## Extract:
Re: CuteSV (Was: PyEnsembl - how does that help us?)

2021-05-23 Thread Steffen Möller

Am 23.05.21 um 14:26 schrieb Steffen Möller:
> Am 23.05.21 um 00:02 schrieb Nilesh Patra:
>> On 5/23/21 2:54 AM, Andreas Tille wrote:
>>> On Sat, May 22, 2021 at 09:10:46AM +0200, Andreas Tille wrote:
 On Fri, May 21, 2021 at 09:26:48PM +0200, Steffen Möller wrote:
> If someone needs a stimulus to package something - cuteSV
> (https://github.com/tjiangHIT/cuteSV), please.
 I gave it a kickstart while sitting in the train (which will be
 offline soon).  Everybody can feel free to add own ID to Uploaders
 and finalise.  There is no build time test running now and no
 autopkgtest.  Data to test / benchmark are included - so this
 should be feasible.
>>> I just packaged the precondition python3-cigar and uploaded to new.
>> I wrote a sample autopkgtest for cigar (basically used the same thingy in 
>> the readme)
>> and did a few minor changes.
>>
>> I have no idea about autopkgtests for cutesv - I lack the pre-requistites 
>> here and probably only Steffen can help here.
>>
>> PS: Please check and upload vbz-compression whenever you have time (after 
>> two days as you wrote would be fine anyway)
>> I'll be inactive/be away for a couple of days (wish to take a break :-))
> Thank you both, you are amazing!
>
> CuteSV is part of the
> https://github.com/nanoporetech/pipeline-structural-variation that I
> plan to run when first Nanopore reads surface in my inbox next week. You
> compare against a reference genome to run this, which we do not have in
> Debian, so, yes, we should think of some tests, but we should also find
> a way to perform such tests for other packages.
>
> This kind of leads to a follow-up question - we could have a "test
> package" that offers a fraction of the human genome, like the Y
> chromosome and a second - chromosome 22 maybe. That would not be too big
> and we can test with it. It would also be a bit meaningless, though. And
> for testing we do not need anything to be human (or real) in the first
> place. We could generate our own mini-genome or instead (which I would
> prefer) go for something small that is real, like yeast (for
> eukaryotes), E. coli (for bacteria), we ignore archea, and then .. there
> is https://www.ncbi.nlm.nih.gov/nuccore/CP014940 , i.e. that data fr C.
> Venter's
> https://www.jcvi.org/research/first-minimal-synthetic-bacterial-cell,
> which may be interesting to be distributed with an Open Source
> distribution.
>
> While there is always something novel found also for these genomes for
> which the genomic DNA is long known, we do not much harm by distributing
> such genomes. Professional researchers will update them, anyway. The
> same holds for the human genome, but it is a bit larger and we should
> possibly make our experiences with the smaller genomes, first.
>
> I'll let this think in for another while and then likely extend getData
> to deal with these genomes and auto-generate native Debian packages with it.
>
> Ok - back to some real work and I'll have a closer look at that pipeline.

## Problems to solve:
[1] Please copy the CuteSV thread from "I gave it a" up to and including "should be feasible.".
[2] Go on with the CuteSV thread, picking up after its final line.

(Region pointing data)

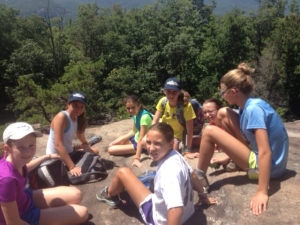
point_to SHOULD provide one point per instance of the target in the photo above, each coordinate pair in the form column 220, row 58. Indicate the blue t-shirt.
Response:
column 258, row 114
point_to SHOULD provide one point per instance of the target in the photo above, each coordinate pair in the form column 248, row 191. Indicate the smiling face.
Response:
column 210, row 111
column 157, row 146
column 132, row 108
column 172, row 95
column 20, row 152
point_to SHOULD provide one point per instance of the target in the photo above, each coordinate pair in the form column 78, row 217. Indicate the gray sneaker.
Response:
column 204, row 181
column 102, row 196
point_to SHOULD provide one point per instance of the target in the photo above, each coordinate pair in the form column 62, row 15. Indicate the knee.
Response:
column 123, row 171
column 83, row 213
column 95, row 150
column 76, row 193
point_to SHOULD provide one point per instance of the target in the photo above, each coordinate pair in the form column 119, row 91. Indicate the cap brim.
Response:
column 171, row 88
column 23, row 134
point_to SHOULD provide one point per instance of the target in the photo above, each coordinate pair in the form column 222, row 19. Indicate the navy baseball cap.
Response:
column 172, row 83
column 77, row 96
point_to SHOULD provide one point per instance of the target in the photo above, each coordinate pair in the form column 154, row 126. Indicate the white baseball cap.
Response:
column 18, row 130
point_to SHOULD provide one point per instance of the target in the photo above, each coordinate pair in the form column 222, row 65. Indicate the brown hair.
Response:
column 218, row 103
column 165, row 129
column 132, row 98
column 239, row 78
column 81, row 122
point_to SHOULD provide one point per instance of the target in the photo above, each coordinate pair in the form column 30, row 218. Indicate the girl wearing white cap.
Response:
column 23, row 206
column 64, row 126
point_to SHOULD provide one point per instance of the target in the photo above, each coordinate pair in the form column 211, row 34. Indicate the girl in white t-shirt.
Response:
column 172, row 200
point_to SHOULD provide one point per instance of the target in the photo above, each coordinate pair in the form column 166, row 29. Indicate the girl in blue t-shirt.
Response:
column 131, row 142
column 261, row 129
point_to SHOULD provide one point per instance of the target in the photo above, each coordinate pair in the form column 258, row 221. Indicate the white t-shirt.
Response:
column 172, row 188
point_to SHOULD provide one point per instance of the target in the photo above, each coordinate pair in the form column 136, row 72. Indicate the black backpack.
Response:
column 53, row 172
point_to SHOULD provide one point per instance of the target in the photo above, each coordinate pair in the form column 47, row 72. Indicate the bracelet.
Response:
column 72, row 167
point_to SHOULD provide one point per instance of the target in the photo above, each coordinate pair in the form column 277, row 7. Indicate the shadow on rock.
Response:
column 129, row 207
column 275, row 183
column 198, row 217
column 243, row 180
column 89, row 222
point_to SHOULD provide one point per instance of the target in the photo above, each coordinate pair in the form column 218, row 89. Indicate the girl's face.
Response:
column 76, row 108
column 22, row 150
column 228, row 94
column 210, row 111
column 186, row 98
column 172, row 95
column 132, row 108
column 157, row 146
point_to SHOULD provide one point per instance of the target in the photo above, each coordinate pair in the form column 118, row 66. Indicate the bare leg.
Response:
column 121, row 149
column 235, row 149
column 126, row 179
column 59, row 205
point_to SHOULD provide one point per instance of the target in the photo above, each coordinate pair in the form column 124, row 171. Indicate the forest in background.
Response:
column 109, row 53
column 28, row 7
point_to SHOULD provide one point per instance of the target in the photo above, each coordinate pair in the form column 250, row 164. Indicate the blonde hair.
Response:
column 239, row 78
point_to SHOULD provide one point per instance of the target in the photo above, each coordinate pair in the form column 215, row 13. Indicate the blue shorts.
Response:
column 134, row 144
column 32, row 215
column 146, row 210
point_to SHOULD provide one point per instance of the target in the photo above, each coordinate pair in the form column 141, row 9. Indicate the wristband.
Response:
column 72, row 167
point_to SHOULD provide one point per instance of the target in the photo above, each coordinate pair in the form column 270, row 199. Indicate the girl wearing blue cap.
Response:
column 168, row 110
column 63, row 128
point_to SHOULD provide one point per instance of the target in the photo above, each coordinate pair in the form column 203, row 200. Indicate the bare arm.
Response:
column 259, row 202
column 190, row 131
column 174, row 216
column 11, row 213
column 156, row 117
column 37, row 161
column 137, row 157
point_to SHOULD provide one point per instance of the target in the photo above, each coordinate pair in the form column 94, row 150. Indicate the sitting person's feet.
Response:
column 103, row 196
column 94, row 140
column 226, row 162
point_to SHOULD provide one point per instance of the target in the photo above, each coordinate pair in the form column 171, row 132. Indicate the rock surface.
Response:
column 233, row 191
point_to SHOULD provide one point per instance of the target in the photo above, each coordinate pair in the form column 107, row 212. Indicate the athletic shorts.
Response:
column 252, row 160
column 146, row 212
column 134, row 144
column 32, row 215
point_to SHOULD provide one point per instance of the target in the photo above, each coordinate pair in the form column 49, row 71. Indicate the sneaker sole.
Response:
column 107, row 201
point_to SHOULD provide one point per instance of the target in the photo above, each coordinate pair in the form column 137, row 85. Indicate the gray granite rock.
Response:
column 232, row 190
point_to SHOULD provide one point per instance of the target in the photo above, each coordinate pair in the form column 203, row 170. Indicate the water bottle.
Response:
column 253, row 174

...

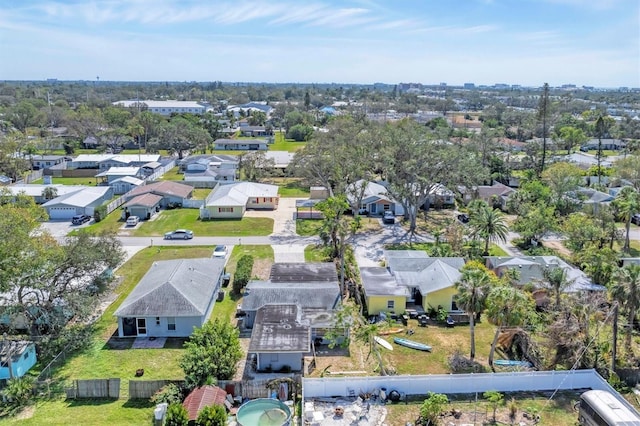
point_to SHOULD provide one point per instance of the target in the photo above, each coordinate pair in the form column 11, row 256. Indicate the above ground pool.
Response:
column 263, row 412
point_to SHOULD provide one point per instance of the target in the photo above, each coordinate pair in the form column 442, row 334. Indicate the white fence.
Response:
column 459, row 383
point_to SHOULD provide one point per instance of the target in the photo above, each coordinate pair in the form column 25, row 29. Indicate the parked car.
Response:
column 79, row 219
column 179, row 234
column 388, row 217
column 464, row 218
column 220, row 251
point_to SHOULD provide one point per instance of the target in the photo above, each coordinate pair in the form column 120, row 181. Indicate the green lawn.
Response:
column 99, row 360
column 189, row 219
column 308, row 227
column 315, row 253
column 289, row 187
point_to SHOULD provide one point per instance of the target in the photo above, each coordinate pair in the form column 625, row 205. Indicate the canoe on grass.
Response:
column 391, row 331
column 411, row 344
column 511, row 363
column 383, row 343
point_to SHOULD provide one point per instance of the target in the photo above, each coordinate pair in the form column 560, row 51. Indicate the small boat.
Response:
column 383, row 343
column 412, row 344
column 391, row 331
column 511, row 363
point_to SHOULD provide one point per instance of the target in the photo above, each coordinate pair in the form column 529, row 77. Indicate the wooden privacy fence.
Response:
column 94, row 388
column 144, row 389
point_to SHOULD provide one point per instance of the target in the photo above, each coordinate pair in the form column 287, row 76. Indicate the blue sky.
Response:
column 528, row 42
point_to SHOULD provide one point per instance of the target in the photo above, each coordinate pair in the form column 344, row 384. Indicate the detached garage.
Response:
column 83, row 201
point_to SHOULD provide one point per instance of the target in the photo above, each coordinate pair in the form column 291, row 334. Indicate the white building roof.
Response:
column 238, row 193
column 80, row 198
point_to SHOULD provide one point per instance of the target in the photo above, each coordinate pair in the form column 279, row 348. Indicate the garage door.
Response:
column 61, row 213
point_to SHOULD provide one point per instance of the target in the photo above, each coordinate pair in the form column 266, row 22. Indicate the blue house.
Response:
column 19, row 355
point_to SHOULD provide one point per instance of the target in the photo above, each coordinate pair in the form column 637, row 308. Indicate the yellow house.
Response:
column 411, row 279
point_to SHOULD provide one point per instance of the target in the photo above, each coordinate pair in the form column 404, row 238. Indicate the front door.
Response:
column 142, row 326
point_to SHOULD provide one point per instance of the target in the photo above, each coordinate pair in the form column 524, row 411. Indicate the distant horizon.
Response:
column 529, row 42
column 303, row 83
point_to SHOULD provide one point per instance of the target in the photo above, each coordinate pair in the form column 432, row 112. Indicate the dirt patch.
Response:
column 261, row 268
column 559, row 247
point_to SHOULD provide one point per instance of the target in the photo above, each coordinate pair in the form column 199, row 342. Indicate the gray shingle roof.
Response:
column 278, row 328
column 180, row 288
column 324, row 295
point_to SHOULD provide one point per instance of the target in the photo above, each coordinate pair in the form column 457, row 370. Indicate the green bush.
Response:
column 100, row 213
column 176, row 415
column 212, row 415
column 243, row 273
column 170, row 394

## Answers for the exercise:
[1]
I gave it a kickstart while sitting in the train (which will be
 offline soon).  Everybody can feel free to add own ID to Uploaders
 and finalise.  There is no build time test running now and no
 autopkgtest.  Data to test / benchmark are included - so this
 should be feasible.

[2]
I just went through their snakemakefile. To get this running, we need

* catfishq
https://github.com/philres/catfishq

* lra (long read aligner)  https://github.com/ChaissonLab/LRA

* truvari https://github.com/spiralgenetics/truvari/

* add the scripts to libvcflib1/new package vcflib-scripts

Catfishq looks straight-forward, I'll just go and adress that. LRA is a
meson build with "subprojects" that wrap other bits. Truvari drags in a
few python packages that in part we do not have, yet . Have added that
info to the Nanopore tab on
https://docs.google.com/spreadsheets/d/1tApLhVqxRZ2VOuMH_aPUgFENQJfbLlB_PFH_Ah_q7hM/edit#gid=1806578173

Best,
Steffen




Re: CuteSV (Was: PyEnsembl - how does that help us?)

2021-05-23 Thread Nilesh Patra


On 5/23/21 5:56 PM, Steffen Möller wrote:
> 
> Am 23.05.21 um 00:02 schrieb Nilesh Patra:
>>
>> On 5/23/21 2:54 AM, Andreas Tille wrote:
>>> On Sat, May 22, 2021 at 09:10:46AM +0200, Andreas Tille wrote:
 On Fri, May 21, 2021 at 09:26:48PM +0200, Steffen Möller wrote:
> If someone needs a stimulus to package something - cuteSV
> (https://github.com/tjiangHIT/cuteSV), please.
 I gave it a kickstart while sitting in the train (which will be
 offline soon).  Everybody can feel free to add own ID to Uploaders
 and finalise.  There is no build time test running now and no
 autopkgtest.  Data to test / benchmark are included - so this
 should be feasible.
>>> I just packaged the precondition python3-cigar and uploaded to new.
>> I wrote a sample autopkgtest for cigar (basically used the same thingy in 
>> the readme)
>> and did a few minor changes.
>>
>> I have no idea about autopkgtests for cutesv - I lack the pre-requistites 
>> here and probably only Steffen can help here.
>>
>> PS: Please check and upload vbz-compression whenever you have time (after 
>> two days as you wrote would be fine anyway)
>> I'll be inactive/be away for a couple of days (wish to take a break :-))
> 
> Thank you both, you are amazing!
> 
> CuteSV is part of the
> https://github.com/nanoporetech/pipeline-structural-variation that I
> plan to run when first Nanopore reads surface in my inbox next week. You
> compare against a reference genome to run this, which we do not have in
> Debian, so, yes, we should think of some tests, but we should also find
> a way to perform such tests for other packages.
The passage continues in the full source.